(Extractos del conjunto de datos de señalamiento)
···

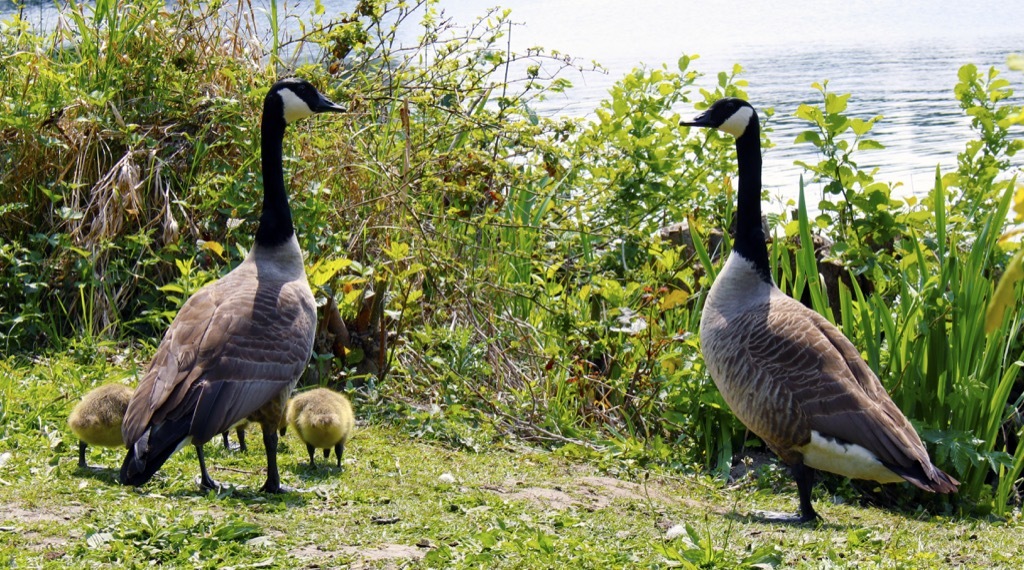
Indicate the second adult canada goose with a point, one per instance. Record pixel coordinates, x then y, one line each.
324 420
96 420
788 375
238 346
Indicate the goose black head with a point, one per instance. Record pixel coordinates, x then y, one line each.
727 115
298 98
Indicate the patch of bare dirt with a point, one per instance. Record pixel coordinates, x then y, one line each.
389 552
590 492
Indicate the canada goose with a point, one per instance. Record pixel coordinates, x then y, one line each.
96 420
787 374
238 346
324 420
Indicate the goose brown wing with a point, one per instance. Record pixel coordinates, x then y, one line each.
232 347
830 388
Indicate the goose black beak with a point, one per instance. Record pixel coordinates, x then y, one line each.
327 105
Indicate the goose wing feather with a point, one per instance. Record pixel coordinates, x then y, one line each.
817 374
232 347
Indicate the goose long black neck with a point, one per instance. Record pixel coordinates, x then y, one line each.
750 240
275 221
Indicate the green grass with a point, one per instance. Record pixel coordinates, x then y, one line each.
509 506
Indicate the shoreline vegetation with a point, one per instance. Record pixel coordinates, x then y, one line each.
495 296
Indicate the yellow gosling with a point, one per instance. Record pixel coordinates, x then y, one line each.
96 420
323 419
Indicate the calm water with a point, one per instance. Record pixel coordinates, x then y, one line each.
899 59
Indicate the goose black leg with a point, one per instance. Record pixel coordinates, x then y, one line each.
272 484
805 482
205 480
241 431
81 454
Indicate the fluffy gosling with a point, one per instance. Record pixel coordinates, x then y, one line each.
324 420
96 420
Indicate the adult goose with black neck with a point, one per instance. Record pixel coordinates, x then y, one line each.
786 373
238 346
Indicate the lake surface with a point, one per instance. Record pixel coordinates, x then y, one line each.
898 59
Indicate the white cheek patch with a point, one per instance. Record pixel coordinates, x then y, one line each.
737 123
295 107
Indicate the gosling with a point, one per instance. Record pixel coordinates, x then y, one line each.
240 430
96 420
324 420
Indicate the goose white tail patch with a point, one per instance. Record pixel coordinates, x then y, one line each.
845 458
737 123
295 106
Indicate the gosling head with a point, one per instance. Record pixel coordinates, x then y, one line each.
298 98
728 115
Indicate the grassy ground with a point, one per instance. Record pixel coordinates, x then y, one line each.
400 501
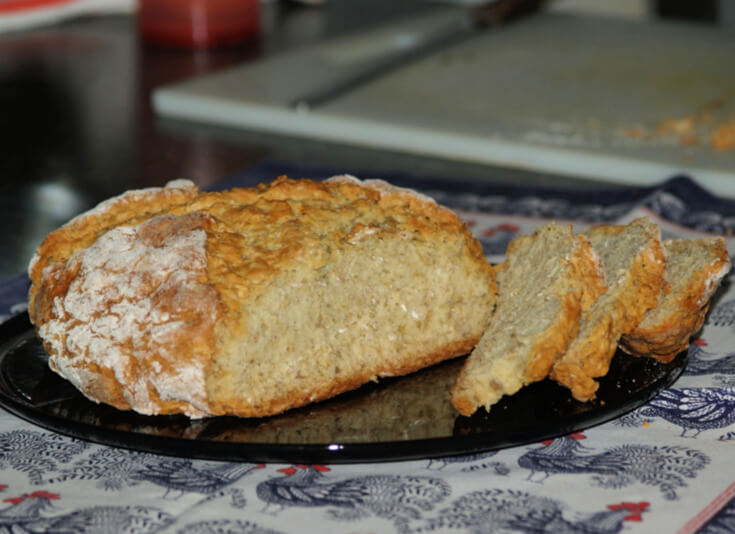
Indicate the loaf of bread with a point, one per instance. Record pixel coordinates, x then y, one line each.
694 270
254 301
634 264
545 283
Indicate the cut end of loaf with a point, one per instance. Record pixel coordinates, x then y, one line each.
253 301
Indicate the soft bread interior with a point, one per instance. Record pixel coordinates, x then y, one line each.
376 308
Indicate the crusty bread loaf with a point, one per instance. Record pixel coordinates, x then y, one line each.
694 270
253 301
545 283
634 264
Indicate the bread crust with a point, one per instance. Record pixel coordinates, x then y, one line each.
579 282
146 337
681 312
616 312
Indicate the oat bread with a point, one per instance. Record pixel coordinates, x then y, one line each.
545 283
694 270
253 301
634 263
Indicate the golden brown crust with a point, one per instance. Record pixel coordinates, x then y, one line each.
615 313
666 335
578 281
148 338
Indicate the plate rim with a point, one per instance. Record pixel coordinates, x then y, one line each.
332 453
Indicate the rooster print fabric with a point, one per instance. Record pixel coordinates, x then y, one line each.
665 467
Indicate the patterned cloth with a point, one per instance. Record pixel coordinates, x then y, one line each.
665 467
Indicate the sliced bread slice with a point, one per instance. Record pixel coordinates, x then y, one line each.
544 284
694 270
633 258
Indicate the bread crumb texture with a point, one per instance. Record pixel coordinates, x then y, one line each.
545 283
253 301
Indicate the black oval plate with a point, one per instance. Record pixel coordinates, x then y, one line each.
399 419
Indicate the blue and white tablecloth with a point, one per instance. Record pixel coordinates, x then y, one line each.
666 467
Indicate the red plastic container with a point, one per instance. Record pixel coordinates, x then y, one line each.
198 23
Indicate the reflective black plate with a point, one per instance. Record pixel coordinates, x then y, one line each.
398 419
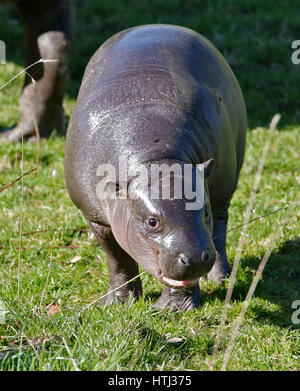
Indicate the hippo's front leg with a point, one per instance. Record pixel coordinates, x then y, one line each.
47 31
121 266
221 267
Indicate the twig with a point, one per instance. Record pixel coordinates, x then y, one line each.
21 217
41 60
44 290
70 354
232 278
16 180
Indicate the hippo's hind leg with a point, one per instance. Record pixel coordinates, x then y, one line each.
121 266
221 267
47 31
177 299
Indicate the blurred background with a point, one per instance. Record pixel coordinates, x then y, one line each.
254 36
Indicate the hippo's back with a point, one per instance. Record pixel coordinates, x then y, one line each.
154 92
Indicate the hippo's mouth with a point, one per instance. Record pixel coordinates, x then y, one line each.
176 283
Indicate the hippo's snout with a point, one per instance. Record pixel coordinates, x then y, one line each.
185 270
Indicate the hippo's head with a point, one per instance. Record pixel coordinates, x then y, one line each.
171 242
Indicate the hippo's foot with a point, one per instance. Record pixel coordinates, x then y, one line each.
220 271
179 299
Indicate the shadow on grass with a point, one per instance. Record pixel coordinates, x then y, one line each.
278 285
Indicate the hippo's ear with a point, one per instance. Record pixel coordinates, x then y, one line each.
208 167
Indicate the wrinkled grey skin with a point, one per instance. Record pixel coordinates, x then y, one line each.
48 29
158 93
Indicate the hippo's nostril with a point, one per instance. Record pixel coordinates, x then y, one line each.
183 259
205 256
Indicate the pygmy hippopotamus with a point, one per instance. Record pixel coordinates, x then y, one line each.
157 94
48 27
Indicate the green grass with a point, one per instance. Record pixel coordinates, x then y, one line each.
255 37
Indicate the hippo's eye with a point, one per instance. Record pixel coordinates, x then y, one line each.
153 222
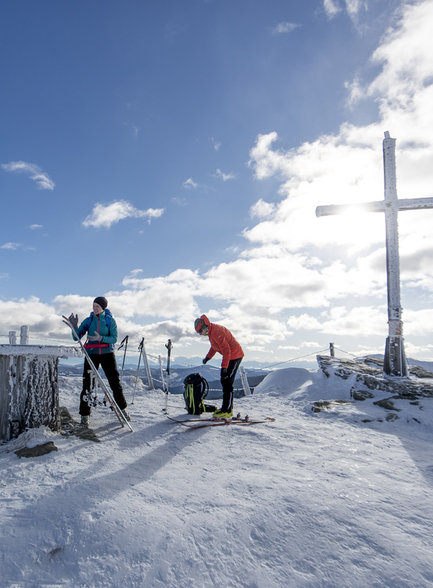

···

» **TAREA SOLICITADA**
Indique, copiándolas íntegramente, todas las líneas de las entradas anteriores que contengan la palabra "plate". Se distinguen mayúsculas y minúsculas.

» **SOLUCIÓN PROPUESTA**
Indicate the plate rim with a point, one per instance. Record pixel coordinates, x then y, one line each.
Indicate the black oval plate with a point, one per instance. Record pixel coordinates, x then y, one line each.
Indicate the reflective black plate with a point, one per instance. Record pixel coordinates, x then y, one line each.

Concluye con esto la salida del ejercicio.